Exercise:
What lines below hold the string "point"? Copy them all.

Material provided:
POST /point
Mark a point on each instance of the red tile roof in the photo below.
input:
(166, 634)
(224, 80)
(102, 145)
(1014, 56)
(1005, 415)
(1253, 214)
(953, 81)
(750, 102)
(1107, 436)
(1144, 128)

Reply to the exercise:
POST /point
Mark a point on each instance of the red tile roof in the photo below.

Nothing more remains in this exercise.